Segment Start: Data extract

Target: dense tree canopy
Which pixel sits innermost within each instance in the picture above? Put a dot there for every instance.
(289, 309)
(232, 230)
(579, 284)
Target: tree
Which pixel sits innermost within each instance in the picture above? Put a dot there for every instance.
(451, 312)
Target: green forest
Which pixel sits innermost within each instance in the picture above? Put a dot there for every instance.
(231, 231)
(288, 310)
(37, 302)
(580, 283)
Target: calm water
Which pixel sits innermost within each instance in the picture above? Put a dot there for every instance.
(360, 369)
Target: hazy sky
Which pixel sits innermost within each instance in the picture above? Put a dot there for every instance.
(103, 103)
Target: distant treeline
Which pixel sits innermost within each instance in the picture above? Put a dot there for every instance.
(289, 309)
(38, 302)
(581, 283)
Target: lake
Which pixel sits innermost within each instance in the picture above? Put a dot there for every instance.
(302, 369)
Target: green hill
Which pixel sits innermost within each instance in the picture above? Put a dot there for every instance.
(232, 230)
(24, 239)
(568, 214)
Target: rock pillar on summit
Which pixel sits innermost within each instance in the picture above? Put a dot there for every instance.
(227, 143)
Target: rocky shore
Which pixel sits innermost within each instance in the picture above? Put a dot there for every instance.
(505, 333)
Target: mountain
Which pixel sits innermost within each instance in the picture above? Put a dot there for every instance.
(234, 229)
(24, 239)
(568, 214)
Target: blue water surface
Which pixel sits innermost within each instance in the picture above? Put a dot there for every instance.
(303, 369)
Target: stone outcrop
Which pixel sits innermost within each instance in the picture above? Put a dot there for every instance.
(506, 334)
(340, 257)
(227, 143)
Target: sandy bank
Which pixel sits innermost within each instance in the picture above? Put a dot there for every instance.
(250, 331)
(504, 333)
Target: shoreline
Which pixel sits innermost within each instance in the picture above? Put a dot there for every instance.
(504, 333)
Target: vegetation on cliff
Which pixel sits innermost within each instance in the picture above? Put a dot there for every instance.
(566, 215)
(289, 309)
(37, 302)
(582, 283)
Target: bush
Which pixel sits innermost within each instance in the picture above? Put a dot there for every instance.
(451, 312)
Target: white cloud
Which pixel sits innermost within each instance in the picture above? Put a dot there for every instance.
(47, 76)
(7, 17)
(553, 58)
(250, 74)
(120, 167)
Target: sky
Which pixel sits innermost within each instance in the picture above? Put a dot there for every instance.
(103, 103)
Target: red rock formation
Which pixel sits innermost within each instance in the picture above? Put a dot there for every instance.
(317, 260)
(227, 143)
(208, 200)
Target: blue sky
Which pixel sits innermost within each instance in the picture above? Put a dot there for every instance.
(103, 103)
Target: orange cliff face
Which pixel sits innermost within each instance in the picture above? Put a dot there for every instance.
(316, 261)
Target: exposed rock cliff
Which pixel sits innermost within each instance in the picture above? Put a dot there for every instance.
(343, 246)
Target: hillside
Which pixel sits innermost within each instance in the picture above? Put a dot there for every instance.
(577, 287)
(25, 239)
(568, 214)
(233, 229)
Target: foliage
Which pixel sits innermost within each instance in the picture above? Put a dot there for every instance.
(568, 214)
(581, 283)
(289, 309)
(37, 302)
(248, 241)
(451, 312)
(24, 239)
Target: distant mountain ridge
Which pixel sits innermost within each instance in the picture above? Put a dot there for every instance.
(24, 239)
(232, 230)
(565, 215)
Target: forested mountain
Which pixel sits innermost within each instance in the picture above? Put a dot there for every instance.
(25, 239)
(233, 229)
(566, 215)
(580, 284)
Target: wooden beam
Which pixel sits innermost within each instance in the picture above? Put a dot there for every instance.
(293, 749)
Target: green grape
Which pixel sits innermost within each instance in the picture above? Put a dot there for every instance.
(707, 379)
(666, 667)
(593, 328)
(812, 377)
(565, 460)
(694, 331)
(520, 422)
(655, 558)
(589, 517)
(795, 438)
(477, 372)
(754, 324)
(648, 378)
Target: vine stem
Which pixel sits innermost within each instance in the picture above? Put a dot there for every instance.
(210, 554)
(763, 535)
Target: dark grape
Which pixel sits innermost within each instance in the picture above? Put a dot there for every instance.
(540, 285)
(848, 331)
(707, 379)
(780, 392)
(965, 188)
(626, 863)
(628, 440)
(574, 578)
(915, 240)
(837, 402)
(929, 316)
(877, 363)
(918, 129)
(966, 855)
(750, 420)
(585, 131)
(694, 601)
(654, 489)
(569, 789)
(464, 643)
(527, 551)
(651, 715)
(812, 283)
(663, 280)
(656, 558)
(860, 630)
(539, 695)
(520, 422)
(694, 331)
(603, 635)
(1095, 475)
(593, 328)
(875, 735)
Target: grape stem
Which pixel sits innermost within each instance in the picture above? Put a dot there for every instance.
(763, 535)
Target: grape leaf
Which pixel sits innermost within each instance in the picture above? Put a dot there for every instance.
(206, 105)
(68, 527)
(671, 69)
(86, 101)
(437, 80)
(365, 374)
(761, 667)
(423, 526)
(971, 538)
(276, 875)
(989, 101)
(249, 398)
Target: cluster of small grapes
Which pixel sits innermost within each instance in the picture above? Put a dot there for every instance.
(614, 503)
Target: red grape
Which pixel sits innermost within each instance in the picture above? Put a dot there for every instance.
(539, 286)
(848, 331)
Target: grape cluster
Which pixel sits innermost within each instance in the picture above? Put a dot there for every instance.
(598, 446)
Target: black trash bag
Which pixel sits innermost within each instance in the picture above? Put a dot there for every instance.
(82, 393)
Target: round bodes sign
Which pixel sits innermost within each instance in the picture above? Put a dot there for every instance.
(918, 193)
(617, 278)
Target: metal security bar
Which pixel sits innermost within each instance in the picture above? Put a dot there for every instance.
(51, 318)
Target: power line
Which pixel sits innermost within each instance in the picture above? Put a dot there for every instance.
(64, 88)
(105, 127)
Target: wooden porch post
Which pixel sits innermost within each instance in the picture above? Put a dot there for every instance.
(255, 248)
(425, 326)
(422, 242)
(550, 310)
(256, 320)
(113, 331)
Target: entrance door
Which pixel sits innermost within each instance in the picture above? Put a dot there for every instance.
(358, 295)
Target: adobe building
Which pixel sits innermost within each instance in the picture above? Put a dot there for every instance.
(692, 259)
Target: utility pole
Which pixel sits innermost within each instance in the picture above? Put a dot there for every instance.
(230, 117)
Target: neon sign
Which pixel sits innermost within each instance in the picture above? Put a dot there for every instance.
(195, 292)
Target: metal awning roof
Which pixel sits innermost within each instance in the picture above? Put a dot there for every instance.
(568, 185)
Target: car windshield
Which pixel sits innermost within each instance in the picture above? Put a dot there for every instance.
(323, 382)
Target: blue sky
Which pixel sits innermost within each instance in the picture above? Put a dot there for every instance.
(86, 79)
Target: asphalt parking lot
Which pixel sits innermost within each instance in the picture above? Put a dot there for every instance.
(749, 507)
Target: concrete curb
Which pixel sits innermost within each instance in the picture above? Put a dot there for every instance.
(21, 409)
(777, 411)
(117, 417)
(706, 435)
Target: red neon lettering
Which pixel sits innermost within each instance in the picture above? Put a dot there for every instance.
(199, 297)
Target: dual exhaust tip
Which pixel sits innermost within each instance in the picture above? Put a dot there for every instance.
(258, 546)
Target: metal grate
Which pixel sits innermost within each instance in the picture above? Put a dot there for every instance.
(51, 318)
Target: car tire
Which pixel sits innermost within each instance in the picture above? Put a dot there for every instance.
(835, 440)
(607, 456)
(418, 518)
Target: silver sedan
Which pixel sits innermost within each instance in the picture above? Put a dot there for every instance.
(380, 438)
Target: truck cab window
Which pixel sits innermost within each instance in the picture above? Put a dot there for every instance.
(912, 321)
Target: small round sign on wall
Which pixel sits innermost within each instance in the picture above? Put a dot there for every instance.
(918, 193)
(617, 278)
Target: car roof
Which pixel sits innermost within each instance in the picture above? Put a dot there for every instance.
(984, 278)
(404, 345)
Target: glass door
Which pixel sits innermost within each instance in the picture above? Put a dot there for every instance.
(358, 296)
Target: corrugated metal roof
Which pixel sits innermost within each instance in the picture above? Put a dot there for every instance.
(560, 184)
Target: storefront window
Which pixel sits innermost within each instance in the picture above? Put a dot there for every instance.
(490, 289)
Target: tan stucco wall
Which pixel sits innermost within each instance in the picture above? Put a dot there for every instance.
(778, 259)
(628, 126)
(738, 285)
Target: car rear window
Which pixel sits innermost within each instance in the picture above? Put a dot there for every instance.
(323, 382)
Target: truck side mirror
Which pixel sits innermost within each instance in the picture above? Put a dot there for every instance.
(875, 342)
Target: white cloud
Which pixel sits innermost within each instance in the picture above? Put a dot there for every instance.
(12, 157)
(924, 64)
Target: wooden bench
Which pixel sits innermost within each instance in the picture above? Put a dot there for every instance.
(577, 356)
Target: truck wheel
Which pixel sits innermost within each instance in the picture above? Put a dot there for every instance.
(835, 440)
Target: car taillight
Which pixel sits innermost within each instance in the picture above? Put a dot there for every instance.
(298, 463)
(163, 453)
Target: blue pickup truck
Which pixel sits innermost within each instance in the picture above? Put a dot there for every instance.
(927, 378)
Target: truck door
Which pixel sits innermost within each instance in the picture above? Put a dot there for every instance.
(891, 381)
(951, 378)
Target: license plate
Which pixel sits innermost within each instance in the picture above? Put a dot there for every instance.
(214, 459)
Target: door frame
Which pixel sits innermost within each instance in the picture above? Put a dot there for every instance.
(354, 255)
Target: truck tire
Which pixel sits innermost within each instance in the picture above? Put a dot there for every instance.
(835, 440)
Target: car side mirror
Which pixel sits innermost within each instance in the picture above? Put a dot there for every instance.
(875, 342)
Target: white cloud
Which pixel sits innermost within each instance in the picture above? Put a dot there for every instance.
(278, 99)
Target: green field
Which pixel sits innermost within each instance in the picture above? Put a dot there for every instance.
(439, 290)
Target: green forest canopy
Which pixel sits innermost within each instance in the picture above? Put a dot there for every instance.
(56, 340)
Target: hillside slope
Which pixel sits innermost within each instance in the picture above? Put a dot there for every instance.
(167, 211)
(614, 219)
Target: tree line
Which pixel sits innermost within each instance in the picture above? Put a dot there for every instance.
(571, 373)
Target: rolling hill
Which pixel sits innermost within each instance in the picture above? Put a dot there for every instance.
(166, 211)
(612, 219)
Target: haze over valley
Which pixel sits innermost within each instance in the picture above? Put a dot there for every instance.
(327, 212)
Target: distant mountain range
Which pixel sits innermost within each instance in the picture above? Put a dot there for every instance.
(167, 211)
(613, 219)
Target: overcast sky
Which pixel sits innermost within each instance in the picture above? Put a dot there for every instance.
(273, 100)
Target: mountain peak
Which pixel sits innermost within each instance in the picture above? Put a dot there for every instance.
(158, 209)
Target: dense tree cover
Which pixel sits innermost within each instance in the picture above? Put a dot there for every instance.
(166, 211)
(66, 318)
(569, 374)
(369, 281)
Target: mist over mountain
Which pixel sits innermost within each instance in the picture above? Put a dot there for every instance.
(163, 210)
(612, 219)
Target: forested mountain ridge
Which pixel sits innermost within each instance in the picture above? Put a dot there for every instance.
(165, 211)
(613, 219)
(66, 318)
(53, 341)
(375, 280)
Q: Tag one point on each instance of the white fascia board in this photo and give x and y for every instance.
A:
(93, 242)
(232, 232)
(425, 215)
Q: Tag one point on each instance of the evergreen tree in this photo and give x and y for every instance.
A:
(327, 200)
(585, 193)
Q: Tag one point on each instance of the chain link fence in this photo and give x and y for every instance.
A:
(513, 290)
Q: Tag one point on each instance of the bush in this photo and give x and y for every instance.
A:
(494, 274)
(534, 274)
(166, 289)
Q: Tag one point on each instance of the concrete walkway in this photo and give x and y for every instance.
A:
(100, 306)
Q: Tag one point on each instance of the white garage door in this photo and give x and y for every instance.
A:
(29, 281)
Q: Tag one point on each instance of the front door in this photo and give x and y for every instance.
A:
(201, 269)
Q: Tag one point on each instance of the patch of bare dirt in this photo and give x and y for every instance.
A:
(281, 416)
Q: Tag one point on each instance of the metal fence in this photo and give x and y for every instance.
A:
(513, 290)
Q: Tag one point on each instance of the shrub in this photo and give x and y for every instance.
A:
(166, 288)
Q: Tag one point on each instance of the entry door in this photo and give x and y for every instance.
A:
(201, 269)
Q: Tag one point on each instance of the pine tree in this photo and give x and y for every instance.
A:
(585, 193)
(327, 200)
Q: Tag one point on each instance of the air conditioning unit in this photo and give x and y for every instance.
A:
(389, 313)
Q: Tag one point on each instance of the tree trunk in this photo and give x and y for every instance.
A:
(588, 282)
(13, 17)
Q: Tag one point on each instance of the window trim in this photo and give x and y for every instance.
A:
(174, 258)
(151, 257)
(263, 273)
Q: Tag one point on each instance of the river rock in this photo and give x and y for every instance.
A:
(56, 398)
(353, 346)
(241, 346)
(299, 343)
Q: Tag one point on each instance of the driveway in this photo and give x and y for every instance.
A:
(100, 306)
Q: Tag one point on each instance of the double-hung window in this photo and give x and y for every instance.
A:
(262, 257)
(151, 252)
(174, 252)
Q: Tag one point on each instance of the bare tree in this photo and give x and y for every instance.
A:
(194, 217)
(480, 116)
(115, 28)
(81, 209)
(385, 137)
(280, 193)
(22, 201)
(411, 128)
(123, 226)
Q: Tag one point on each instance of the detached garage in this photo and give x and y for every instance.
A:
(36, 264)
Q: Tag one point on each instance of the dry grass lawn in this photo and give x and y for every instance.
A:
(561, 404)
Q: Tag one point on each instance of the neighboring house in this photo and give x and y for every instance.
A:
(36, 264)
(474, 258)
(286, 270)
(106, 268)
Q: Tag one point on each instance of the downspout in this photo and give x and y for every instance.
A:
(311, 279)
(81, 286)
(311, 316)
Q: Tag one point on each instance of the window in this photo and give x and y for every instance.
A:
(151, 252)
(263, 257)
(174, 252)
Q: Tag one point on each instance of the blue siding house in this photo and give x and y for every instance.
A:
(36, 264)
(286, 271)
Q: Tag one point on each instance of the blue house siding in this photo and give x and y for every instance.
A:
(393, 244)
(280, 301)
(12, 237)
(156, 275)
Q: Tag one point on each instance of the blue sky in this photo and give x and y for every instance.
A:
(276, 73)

Segment End: Data extract

▶ Work request: Above are the entries; repeat their lines exactly, from the first through the one that contains "Target: stone outcrop".

▶ Output of the exercise:
Target: dense tree canopy
Which pixel sits innermost within each instance in the picture above? Put a dot there for every instance.
(289, 309)
(232, 230)
(579, 284)
Target: tree
Which pixel sits innermost within each instance in the picture above? Put a dot there for every instance.
(451, 312)
Target: green forest
Which pixel sits innermost within each instance in the picture above? Put a dot there for every instance.
(231, 231)
(288, 310)
(37, 302)
(580, 283)
Target: calm water
Which pixel sits innermost within each instance in the picture above? Put a dot there for every instance.
(360, 369)
Target: hazy sky
Which pixel sits innermost within each instance in the picture above? Put a dot there for every instance.
(103, 103)
Target: distant treeline
Which pixel sits innermost within each instance in the picture above? Put a dot there for every instance.
(289, 309)
(38, 302)
(581, 283)
Target: lake
Which pixel sits innermost within each instance in the picture above? Put a dot there for every instance.
(302, 369)
Target: green hill
Which pixel sits innermost within each instance in the picture above? Put a dot there for every instance.
(232, 230)
(24, 239)
(568, 214)
Target: rock pillar on summit
Which pixel sits innermost within each instance in the picture above? Put a dot there for every instance.
(227, 143)
Target: rocky shore
Which pixel sits innermost within each instance in the picture above? Put a dot there for every instance.
(505, 333)
Target: mountain
Which pixel sits innermost within each instance in the picture above? Put a dot there for every instance.
(234, 229)
(24, 239)
(568, 214)
Target: blue water surface
Which pixel sits innermost within each instance in the picture above? Put a dot there for every instance.
(303, 369)
Target: stone outcrop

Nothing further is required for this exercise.